● **EXTRAIT À LIRE**
Reste qu’il a beau toujours être fourré avec les lascars du Couloir de la Mort, aucun contrat ne lui est offert de près ou de loin – ni aucun pendentif, ni aucune royauté.

Pire, quand au milieu de l’année 1993, toute l’équipe part en tournée pour défendre The Chronic, Warren G découvre médusé à l’aéroport qu’aucun billet d’avion n’a été réservé à son nom. Passablement déprimé, il rentre alors chez sa sœur où il dort sur un matelas à même le sol.

Décidé à rebondir, il compose alors le titre Indo Smoke pour Mista Grimm où il rappe en guest avec Nate Dogg. G-funk en diable, le morceau qui se veut un hymne à la fumette (Indo étant le diminutif d’Indonesian, une herbe originaire d’Indonésie donc) attire l’attention des cadres de Def Jam, et notamment celle de Chris Lighty qui repère immédiatement tout le potentiel du G child.

Directeur artistique du label, Paul Stewart se souvient que Lighty n’a pas réfléchi à deux fois avant de l’approcher : « Il a vu un type qui passait bien, un type de la West Coast qui avait du flow, de la personnalité, qui pouvait produire, qui était affilié à Dre et Snoop… c’était plutôt clair non ? »

Stewart qui travaillait à l’époque sur la bande originale du film Poetic Justice avec 2Pac et Janet Jackson décide alors d’ajouter Indo Smoke à la tracklist, mais aussi Definition of a Thug Nigga, une prod’ de Warren G sur laquelle pose 2Pac.

● **EXERCICES PROPOSÉS**
• a. Dans l'extrait sur Warren G, pour qui compose-t-il le titre Indo Smoke ?
• b. Écrivez la suite de l'extrait sur Warren G après sa dernière phrase, s'il vous plaît.

● **MATÉRIEL**
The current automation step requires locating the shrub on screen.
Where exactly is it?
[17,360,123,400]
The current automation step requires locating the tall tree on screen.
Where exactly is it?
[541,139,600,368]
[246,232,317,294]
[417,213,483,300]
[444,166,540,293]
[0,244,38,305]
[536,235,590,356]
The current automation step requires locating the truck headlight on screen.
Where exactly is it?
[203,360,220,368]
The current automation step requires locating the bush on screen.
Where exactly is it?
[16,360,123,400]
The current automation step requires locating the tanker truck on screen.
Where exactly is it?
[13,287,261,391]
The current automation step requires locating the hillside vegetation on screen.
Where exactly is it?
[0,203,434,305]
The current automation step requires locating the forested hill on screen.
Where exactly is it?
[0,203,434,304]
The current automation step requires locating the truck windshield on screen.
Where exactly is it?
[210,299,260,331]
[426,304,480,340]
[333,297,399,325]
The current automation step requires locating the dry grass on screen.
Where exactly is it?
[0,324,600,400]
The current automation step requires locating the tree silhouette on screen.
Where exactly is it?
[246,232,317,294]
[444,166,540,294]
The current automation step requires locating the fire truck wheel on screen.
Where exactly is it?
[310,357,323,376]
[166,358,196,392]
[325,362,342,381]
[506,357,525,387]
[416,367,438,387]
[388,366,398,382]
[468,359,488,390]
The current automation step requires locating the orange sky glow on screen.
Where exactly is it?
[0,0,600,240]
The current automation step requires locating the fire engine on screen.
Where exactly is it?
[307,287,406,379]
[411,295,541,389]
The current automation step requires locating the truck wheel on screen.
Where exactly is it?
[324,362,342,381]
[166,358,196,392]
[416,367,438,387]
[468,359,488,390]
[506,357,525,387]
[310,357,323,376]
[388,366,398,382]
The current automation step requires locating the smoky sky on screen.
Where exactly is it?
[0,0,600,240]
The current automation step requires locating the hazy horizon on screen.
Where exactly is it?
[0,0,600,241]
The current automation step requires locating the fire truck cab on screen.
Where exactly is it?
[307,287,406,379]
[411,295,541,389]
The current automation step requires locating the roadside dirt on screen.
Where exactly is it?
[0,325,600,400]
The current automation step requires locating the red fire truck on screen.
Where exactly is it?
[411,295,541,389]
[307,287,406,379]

---

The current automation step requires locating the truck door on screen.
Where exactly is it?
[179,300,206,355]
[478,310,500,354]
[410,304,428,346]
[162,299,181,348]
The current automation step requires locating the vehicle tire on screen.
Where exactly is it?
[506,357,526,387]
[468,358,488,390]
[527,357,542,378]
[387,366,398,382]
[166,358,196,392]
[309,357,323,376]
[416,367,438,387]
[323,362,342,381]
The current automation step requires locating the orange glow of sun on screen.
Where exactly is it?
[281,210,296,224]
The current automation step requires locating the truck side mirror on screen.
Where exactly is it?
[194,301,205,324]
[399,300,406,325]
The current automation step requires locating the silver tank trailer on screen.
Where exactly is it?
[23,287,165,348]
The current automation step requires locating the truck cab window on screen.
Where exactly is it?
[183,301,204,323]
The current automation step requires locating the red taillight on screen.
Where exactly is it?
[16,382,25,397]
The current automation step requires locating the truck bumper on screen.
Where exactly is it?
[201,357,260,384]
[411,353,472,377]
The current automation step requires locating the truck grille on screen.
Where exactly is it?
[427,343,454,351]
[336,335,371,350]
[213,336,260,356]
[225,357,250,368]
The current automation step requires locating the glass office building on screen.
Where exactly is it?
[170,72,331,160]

● **EN RÉPONSE**
• a. Pour Mista Grimm.

• b.
L’heure du choix

Un contrat lui est ensuite offert par la prestigieuse maison qui depuis 1983 a accueilli dans ses rangs les LL Cool J, Beastie Boys, Public Enemy et autres Slick Rick.

Outre l’historique du label, ce qui a poussé Warren G à s’éloigner de sa Californie natale est le fait que même s’il avait signé chez Death Row il n’aurait jamais constitué une priorité.

« Ils avaient un paquet d’artistes. Ils avaient Snoop, et les Dogg Pound, et Lady of Rage, et tant d’autres… La liste d’attente était trop longue. Je ne voulais pas attendre si longtemps. »

Si de ce point de vue la décision du rappeur fait sens, ce qu’il ne sait pas c’est qu’en 1994 Def Jam est au bord du gouffre – et s’il l’avait su comme il le déclarera longtemps après, il ne se serait jamais engagé avec eux.

La comptabilité affiche un déficit de 33 millions de dollars, notamment à cause du plantage de la branche Def Jam West née pour capitaliser sur la vague G-funk (Boss ? South Central Cartel ? Quelqu’un ?).

La débandade est telle que pour garder le navire à flots, le fondateur Russell Simmons a du revendre la moitié des parts à PolyGram Records.

« Regulators!!! Mount up »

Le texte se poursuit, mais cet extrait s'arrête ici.